# Timescale from date of placement



## A J (Oct 2, 2011)

Can anyone help? We have had a little pink placed with us since 18/4 and understand that we can legally apply to court after 10 weeks. However, at our first review (which went very well) the 2nd review date was set for the middle of August. This is to fit in with all SW holidays, part time workers etc but it isn't good enough! They are trying to persuade us to wait until then when they all have the paperwork ready & the court application can be taken in by them....we're paying for it.
Is t worth us putting in the application ourselves at 10 weeks (which will be June 27th)  instead of waiting out the almost 20 weeks they are running by? It has taken them 2 and a half years to get us this far- we will be over 3 years in the system from beginning to end which seems ridiculous. I feel like writing to the Queen & David Cameron, telling them exactly how it is-new legislations or not- yeah, I am miffed. 

Has anyone gone against their SW's and put their application in?

Despite all this we have the most gorgeous little girl who we love to bits, who is our world already & we are more than ready and willing to make it permanent. 

AJ x


----------



## Waiting_patiently (Dec 4, 2013)

Hiya, congrats on finally getting your dream, I totally get how frustrating it is and would want to do it regardless like you, however they have to fill in lots of the paperwork so my worry would be that it wont be done anyway if there not doing it in time so you would still end up waiting, as hard as it is maybe just think of what you have now and not let the 'system' ruin such a special time, go with it and enjoy your new family and before long it will all be in the past thankfully xx


----------



## A J (Oct 2, 2011)

Thank you so much for replying. I know, I am letting it ruin things a little for me.
I just have a bit of a dilemma. I have an apartment in Spain which I need to go to by the end of September- money needs to go into bank, place checked on etc. 
Our SW was originally keen to get all the paperwork in place, knowing this timescale & it is possible to do & a passport applied for LO to enjoy a little holiday with us. However, now it looks like I will have to go it alone meaning DH will have to take annual leave and not use it for us as a family.
AJ x


----------



## Tictoc (Aug 20, 2015)

Once you submit your a58 the local authority has a timescale given by the court in which to submit their paperwork. Basically if you submit you force LA to pull their paperwork together too.

Personally I would try to nicely tell them you can't possibly wait, you understand they have other pressures too and so you will submit yourselves so they don't need to worry about that. I have always submitted on the first day I am allowed. This time we are waiting for placement order (on foster to adopt) and the SW has already asked me jokingly to give her a week to pull paperwork together as we can submit of adoption order as soon as PO issued.


----------



## A J (Oct 2, 2011)

Thanks TicToc, I think I remember something being mentioned about a timescale being given by the courts- 4 or 6 weeks- I can't remember exactly, but I am going to email our SW and LO's SW to tell them our plans. They have plenty of notice then of our intentions.
DH and I were so overwhelmed at the review that the actual logistics of the timescale didn't become apparent until after.

I hope they pull their finger out with you and get things moving along. Our LA won't consider foster to adopt- I did ask about it last year...pants! Its the way forward, good luck
AJ xx


----------



## crazyspaniel (Sep 12, 2012)

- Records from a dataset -
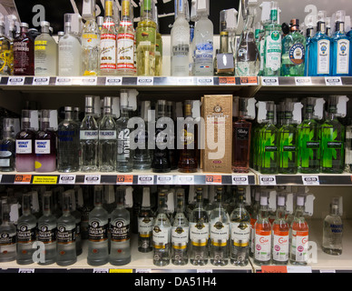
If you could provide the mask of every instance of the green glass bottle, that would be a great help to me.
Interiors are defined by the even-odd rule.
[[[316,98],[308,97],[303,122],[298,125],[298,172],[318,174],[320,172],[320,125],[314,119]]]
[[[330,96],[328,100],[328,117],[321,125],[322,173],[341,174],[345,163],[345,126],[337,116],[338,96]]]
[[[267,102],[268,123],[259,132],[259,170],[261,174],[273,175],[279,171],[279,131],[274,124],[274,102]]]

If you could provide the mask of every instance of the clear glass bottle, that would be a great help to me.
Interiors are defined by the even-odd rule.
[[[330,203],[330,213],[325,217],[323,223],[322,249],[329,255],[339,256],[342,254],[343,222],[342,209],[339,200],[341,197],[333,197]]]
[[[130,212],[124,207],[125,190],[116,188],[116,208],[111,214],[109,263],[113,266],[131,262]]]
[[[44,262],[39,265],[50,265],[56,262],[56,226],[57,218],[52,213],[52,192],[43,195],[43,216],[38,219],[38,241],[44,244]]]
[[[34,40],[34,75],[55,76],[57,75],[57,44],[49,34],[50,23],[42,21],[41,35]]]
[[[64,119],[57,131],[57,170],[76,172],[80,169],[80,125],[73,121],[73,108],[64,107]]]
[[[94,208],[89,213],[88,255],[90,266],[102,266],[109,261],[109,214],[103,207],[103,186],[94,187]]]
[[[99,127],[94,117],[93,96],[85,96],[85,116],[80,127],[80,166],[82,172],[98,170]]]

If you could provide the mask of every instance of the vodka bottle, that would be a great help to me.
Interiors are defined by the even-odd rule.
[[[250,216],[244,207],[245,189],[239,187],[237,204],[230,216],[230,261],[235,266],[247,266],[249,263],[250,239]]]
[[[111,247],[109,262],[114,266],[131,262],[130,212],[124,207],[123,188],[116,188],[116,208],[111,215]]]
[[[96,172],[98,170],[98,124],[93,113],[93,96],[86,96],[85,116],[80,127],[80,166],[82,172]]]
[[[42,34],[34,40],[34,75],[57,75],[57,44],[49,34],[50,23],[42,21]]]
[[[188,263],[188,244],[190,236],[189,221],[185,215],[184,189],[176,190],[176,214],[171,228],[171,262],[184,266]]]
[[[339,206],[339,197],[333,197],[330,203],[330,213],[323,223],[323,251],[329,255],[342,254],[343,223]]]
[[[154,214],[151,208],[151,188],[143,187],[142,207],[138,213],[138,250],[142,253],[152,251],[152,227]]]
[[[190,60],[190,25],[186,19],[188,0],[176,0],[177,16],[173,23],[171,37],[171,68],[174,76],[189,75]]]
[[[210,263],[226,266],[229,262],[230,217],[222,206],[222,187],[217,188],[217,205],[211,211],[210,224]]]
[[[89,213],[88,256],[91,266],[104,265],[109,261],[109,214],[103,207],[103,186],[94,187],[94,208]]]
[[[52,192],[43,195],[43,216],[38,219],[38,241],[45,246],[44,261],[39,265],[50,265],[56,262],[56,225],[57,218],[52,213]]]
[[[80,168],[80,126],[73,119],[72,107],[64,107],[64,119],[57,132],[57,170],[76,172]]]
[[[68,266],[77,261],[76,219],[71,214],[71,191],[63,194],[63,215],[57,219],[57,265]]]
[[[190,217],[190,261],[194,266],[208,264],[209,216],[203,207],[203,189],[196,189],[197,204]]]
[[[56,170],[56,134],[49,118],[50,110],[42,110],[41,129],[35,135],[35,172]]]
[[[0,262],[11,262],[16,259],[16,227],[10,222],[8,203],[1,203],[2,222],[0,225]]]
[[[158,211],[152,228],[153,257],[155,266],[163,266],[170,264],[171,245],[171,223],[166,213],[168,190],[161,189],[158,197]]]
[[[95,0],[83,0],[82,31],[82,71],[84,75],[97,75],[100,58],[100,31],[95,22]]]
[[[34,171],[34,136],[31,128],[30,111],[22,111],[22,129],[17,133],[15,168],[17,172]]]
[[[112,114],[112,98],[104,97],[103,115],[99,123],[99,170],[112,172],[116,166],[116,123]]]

- STATED PROBLEM 1 -
In the adoption timescale thread, rewrite the passage from "## Waiting_patiently (Dec" to "little for me.", swapping "paperwork" for "forms".
- STATED PROBLEM 2 -
Answer these questions from the adoption timescale thread:
(a) On what date does A J say the 10-week point falls?
(b) In what country is A J's apartment?
(c) According to Tictoc, what does submitting the application force the LA to do?

- RESPONSE 1 -
## Waiting_patiently (Dec 4, 2013)

Hiya, congrats on finally getting your dream, I totally get how frustrating it is and would want to do it regardless like you, however they have to fill in lots of the forms so my worry would be that it wont be done anyway if there not doing it in time so you would still end up waiting, as hard as it is maybe just think of what you have now and not let the 'system' ruin such a special time, go with it and enjoy your new family and before long it will all be in the past thankfully xx


----------



## A J (Oct 2, 2011)

Thank you so much for replying. I know, I am letting it ruin things a little for me.

- RESPONSE 2 -
(a) June 27th
(b) Spain
(c) Pull their paperwork together